To do -
Arrange the lines of the items below as a Markdown table with the columns No. and Line. Begin with the line containing "Find the poster", continue through the line containing "[(262, 101)]", include both of those lines, and leave out any blank lines.

══ Provided material

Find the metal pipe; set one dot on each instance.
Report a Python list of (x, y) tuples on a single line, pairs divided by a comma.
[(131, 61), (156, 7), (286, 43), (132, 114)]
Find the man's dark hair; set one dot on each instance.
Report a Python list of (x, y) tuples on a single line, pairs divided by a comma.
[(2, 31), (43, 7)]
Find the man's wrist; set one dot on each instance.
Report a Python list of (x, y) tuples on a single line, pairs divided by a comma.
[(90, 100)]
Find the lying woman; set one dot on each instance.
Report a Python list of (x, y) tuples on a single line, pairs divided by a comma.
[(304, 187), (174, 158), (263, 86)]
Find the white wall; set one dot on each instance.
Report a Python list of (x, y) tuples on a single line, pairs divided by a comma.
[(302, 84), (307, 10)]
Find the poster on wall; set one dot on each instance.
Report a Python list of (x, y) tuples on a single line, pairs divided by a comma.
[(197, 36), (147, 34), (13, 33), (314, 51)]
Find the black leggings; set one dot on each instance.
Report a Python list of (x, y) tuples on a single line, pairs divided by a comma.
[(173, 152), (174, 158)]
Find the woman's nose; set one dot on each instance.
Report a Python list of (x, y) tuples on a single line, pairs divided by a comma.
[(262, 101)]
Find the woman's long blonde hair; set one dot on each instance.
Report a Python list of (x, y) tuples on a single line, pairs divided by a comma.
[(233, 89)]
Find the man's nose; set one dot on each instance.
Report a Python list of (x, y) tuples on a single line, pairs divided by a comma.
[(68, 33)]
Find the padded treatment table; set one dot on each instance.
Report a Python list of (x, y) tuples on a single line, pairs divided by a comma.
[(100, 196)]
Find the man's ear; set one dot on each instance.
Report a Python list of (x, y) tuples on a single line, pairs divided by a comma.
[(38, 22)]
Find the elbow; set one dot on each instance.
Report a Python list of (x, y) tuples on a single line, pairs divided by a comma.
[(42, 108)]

════

Solution to this problem -
| No. | Line |
|---|---|
| 1 | Find the poster on wall; set one dot on each instance. |
| 2 | Report a Python list of (x, y) tuples on a single line, pairs divided by a comma. |
| 3 | [(197, 36), (147, 34), (13, 33), (314, 51)] |
| 4 | Find the black leggings; set one dot on each instance. |
| 5 | Report a Python list of (x, y) tuples on a single line, pairs divided by a comma. |
| 6 | [(173, 152), (174, 158)] |
| 7 | Find the woman's nose; set one dot on each instance. |
| 8 | Report a Python list of (x, y) tuples on a single line, pairs divided by a comma. |
| 9 | [(262, 101)] |